-------- Input data
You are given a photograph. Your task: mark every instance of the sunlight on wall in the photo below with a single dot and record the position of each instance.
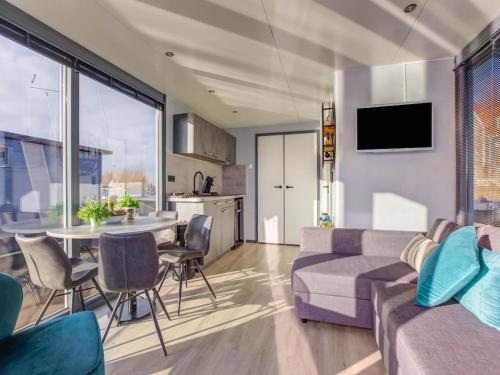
(394, 212)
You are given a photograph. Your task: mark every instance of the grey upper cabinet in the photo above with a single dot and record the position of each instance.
(196, 137)
(220, 144)
(230, 149)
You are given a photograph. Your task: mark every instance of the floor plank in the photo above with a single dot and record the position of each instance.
(250, 329)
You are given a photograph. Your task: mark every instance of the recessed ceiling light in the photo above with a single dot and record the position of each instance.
(410, 8)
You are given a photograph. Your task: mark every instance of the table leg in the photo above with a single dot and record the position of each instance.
(137, 308)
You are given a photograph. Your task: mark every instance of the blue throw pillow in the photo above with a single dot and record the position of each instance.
(482, 295)
(453, 265)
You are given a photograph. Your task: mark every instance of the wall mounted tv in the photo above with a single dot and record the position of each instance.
(395, 127)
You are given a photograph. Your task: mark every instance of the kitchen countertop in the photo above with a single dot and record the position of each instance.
(200, 199)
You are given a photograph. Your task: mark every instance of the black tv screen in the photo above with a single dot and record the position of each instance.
(395, 127)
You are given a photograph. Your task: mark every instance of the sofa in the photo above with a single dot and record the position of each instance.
(355, 277)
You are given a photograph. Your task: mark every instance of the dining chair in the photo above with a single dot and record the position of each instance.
(167, 236)
(129, 265)
(197, 244)
(49, 267)
(66, 345)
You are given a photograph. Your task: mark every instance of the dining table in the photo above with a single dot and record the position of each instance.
----------------
# What you will do
Your reply should be the entries copied exactly, with all images omitted.

# Exercise solution
You are given a photograph. Your task: mark every instance of the sunlight on wall in the photo below with a single dot and record the position of each instance.
(394, 212)
You are given a photograph. Your task: mark every instance of the grey upper cabinet in the photo above with a single dot and record the position of each instance.
(196, 137)
(220, 144)
(230, 149)
You are given a photograph. Your task: mark every instance of the floor plank in the photo above with a single dot and record the position of each instance.
(250, 329)
You are given a photograph. Your task: mark every instance of the recessed ceiling light in the photo above with a single dot and record the position of each instance.
(410, 8)
You are given a photograph. Your task: mark every instance of the table leg in the photo above with a single dot and record the position of each instance.
(137, 308)
You are given a photograph. Your task: mark every instance of the blue throw pillow in the photo above with a single dot and record the position of each instance.
(482, 295)
(453, 265)
You are given a photograph. Your task: mark every instance of the wall mounted tv in the photo above with a single dot and record the position of each instance.
(395, 127)
You are given a photograph. Your task: mark every instance of the kitchen countertop in the photo above with a single dot and record the position of each instance.
(200, 199)
You are given a photograph. Your task: mark every instance of the black tv screen in the photo above with a single dot and record the position of each instance.
(395, 127)
You are given a photograph. Your task: mark every instance of the sofa in the photo above with a single dot and record the position of each instance.
(355, 277)
You are given a photograph. Your task: mark every instance of the dining chair in the photo above with a single dot and record the position of each instance.
(167, 236)
(129, 265)
(197, 244)
(49, 267)
(66, 345)
You are given a photograph. Your task: mark every instance of the dining table in the photo above with a single dot and record the position of each instance.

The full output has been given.